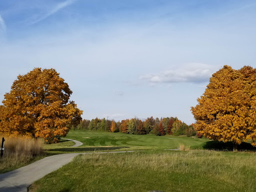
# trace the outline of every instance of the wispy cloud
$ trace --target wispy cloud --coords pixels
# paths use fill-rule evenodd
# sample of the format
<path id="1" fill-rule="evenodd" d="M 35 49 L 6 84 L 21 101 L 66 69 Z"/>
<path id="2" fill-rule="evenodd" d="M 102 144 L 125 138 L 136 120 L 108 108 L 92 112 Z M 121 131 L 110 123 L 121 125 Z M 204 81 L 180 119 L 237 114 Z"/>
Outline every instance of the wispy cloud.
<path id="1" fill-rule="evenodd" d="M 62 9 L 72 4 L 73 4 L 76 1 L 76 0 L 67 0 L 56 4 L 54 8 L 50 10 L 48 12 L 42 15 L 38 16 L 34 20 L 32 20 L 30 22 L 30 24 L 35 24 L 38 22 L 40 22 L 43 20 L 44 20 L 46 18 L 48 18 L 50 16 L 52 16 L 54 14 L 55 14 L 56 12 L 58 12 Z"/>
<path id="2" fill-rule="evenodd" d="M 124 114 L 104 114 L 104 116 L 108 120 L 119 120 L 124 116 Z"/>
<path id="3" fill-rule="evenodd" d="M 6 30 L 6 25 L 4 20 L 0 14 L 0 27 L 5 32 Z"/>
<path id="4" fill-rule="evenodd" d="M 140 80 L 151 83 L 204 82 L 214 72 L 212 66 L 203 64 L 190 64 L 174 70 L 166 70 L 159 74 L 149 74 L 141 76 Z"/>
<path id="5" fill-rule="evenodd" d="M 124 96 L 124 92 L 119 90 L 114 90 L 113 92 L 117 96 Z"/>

==

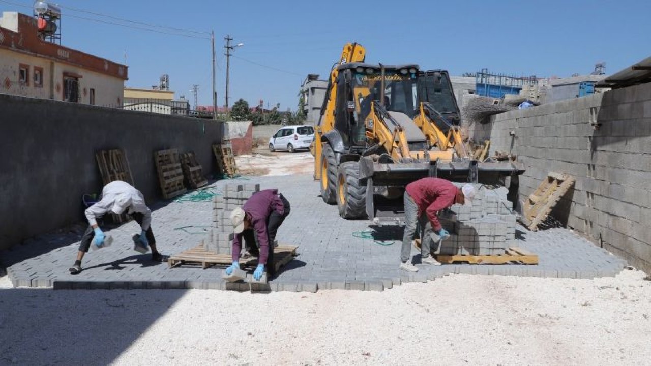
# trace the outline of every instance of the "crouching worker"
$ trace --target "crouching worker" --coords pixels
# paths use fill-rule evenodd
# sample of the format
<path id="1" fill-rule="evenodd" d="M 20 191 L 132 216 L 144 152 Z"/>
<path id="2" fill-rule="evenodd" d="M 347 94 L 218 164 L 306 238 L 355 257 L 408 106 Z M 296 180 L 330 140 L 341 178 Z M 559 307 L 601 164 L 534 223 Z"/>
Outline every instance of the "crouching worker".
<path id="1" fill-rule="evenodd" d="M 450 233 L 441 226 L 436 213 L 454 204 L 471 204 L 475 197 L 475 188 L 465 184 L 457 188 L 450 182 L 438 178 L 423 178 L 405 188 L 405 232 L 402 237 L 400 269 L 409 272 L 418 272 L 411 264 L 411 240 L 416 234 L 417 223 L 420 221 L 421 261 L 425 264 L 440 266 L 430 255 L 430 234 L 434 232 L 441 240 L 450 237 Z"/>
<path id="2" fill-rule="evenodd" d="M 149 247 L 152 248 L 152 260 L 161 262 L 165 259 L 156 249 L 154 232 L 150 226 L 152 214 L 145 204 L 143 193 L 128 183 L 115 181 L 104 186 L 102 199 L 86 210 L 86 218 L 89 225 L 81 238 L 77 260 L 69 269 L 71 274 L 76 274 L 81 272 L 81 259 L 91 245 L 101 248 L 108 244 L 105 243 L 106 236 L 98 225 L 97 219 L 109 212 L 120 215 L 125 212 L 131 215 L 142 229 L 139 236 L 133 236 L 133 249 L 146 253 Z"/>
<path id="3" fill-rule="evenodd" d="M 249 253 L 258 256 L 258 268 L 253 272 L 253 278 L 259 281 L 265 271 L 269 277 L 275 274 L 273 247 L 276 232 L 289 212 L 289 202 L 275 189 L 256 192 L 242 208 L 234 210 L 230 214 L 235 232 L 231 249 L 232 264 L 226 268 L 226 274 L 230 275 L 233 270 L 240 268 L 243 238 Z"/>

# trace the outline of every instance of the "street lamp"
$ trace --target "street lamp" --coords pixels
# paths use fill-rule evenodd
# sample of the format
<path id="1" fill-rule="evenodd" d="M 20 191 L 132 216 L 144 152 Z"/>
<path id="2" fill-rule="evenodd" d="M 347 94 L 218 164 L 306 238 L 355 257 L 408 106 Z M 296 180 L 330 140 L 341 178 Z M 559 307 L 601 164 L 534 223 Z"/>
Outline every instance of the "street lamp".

EXERCISE INSTRUCTIONS: Copy out the records word for word, starting with the line containing "# trace the outline of every instance of the wispy" and ending with the line containing "124 114 L 104", both of those lines included.

ANSWER TO THIS PROBLEM:
# trace the outline of every instance of the wispy cloud
$ trace --target wispy cloud --coords pixels
# paths use fill-rule evenodd
# sample of the format
<path id="1" fill-rule="evenodd" d="M 35 49 L 6 84 L 21 101 L 66 69 Z"/>
<path id="2" fill-rule="evenodd" d="M 102 144 L 125 138 L 136 120 L 108 108 L 92 112 Z M 121 131 L 110 123 L 121 125 Z M 204 81 L 180 119 L 237 114 Z"/>
Outline every instance of the wispy cloud.
<path id="1" fill-rule="evenodd" d="M 62 9 L 72 4 L 73 4 L 76 1 L 76 0 L 67 0 L 56 4 L 54 8 L 50 10 L 48 12 L 42 15 L 38 16 L 34 20 L 32 20 L 30 22 L 30 24 L 35 24 L 38 22 L 40 22 L 43 20 L 44 20 L 46 18 L 48 18 L 50 16 L 52 16 L 54 14 L 55 14 L 56 12 L 58 12 Z"/>
<path id="2" fill-rule="evenodd" d="M 124 114 L 104 114 L 104 116 L 108 120 L 119 120 L 124 116 Z"/>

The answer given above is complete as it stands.